* [EXERCISE REQUIREMENTS]: Quote word for word the stretch from the line containing "circular flower bed?" through the end of the entries, leaving the pictures out.
****************************************
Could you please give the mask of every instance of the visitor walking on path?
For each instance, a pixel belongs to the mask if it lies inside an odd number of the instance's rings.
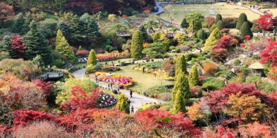
[[[134,114],[134,106],[132,106],[132,108],[131,108],[131,113]]]
[[[133,95],[133,90],[130,89],[130,95],[131,95],[131,98],[133,97],[132,97],[132,95]]]

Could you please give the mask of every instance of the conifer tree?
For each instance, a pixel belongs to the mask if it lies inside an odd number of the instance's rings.
[[[253,37],[253,33],[250,30],[249,25],[248,22],[245,21],[242,27],[240,29],[240,32],[242,34],[242,36],[250,35],[251,37]]]
[[[186,73],[186,61],[185,55],[182,55],[176,59],[175,68],[175,77],[179,73],[184,75]]]
[[[24,34],[24,25],[25,23],[25,17],[20,12],[17,15],[17,19],[12,27],[12,31],[21,35]]]
[[[222,21],[222,17],[221,16],[220,14],[217,13],[217,14],[215,15],[215,24],[217,24],[217,22],[218,22],[219,21]]]
[[[87,65],[96,66],[97,63],[96,55],[93,50],[89,52],[89,58],[87,59]]]
[[[135,59],[143,57],[143,36],[139,30],[136,30],[132,37],[131,56]]]
[[[25,59],[32,60],[37,55],[41,55],[45,64],[51,62],[50,50],[44,36],[37,30],[37,23],[33,21],[30,23],[30,30],[24,36],[24,43],[26,46]]]
[[[172,101],[175,101],[176,93],[178,90],[180,90],[181,95],[185,99],[188,99],[190,97],[190,86],[188,84],[188,78],[184,73],[179,73],[178,76],[177,76],[176,83],[171,92]]]
[[[198,71],[196,65],[193,65],[190,70],[190,74],[188,75],[188,83],[190,87],[193,87],[198,84]]]
[[[62,32],[61,30],[58,29],[57,32],[57,37],[56,37],[56,47],[60,43],[62,37],[64,35],[62,34]]]
[[[238,17],[235,28],[240,30],[243,23],[244,23],[245,21],[247,21],[247,14],[245,14],[245,13],[241,13],[240,14],[240,17]]]
[[[64,21],[60,21],[57,24],[57,29],[60,29],[62,32],[62,34],[64,36],[65,39],[66,40],[70,41],[70,28],[69,27],[66,25],[66,23]]]
[[[55,51],[66,57],[71,63],[74,62],[74,52],[64,37],[62,38],[59,45],[56,46]]]
[[[222,29],[223,29],[224,28],[224,23],[223,23],[222,21],[219,21],[217,23],[217,27],[218,28],[218,29],[220,30]]]
[[[217,39],[220,39],[220,37],[221,34],[220,30],[217,28],[217,27],[216,27],[208,38],[206,40],[203,52],[207,52],[211,50],[213,48],[213,46],[215,46],[217,42]]]
[[[186,112],[186,101],[179,90],[175,95],[172,112],[174,114],[177,114],[179,112]]]
[[[118,101],[116,105],[116,108],[121,112],[125,112],[127,114],[130,113],[128,98],[122,93],[118,96]]]

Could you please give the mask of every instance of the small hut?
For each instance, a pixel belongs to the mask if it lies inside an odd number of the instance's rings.
[[[248,68],[252,69],[253,76],[262,77],[264,75],[264,66],[260,62],[255,62]]]

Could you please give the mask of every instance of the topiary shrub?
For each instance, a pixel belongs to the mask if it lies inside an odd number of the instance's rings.
[[[224,82],[222,80],[215,77],[209,77],[203,80],[201,88],[209,91],[220,90],[223,86],[224,86]]]
[[[114,94],[116,94],[116,95],[118,94],[117,90],[112,90],[112,92],[114,93]]]

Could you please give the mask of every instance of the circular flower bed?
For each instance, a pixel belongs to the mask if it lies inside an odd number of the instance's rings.
[[[111,107],[116,105],[117,103],[117,99],[114,96],[109,94],[102,93],[100,95],[100,97],[97,103],[100,108]]]

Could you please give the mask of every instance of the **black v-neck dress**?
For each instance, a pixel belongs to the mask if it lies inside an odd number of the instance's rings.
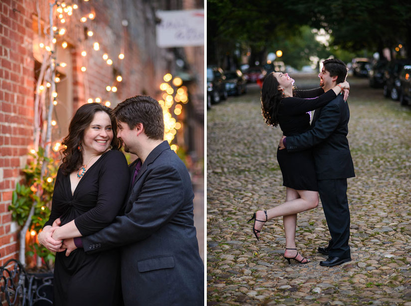
[[[294,97],[282,99],[278,109],[278,123],[285,136],[311,129],[308,112],[323,106],[336,97],[332,90],[324,94],[322,88],[296,91],[294,94]],[[283,186],[295,190],[318,191],[311,149],[289,152],[277,148],[277,160]]]
[[[81,178],[72,195],[70,175],[63,175],[59,169],[45,225],[60,217],[62,225],[74,219],[83,236],[98,231],[120,211],[129,182],[127,161],[119,151],[103,154]],[[77,249],[68,257],[65,253],[56,254],[55,306],[121,305],[119,249],[89,255]]]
****************************************
* [EXERCISE RESULT]:
Could you please give the mask of every instance of the circular flower bed?
For each instance, a pixel belongs to the mask if it lies inside an odd number of the instance's rings.
[[[111,107],[116,105],[117,103],[117,99],[114,96],[109,94],[102,93],[100,95],[100,97],[97,103],[100,108]]]

Could you please give the mask of every instance of the **black v-neck dress**?
For each instance, a pixel belongs to the mask if it lies inside an odd number of the instance's rings.
[[[294,97],[282,99],[278,109],[278,123],[285,136],[311,129],[308,112],[323,106],[336,97],[332,90],[324,94],[322,88],[296,91],[294,94]],[[283,186],[295,190],[318,191],[311,149],[289,152],[277,148],[277,160]]]
[[[81,178],[72,195],[70,175],[63,175],[59,169],[45,225],[60,217],[62,225],[74,219],[83,236],[98,231],[120,211],[129,182],[127,161],[119,151],[103,154]],[[77,249],[68,257],[65,253],[56,254],[55,306],[121,305],[119,249],[89,255]]]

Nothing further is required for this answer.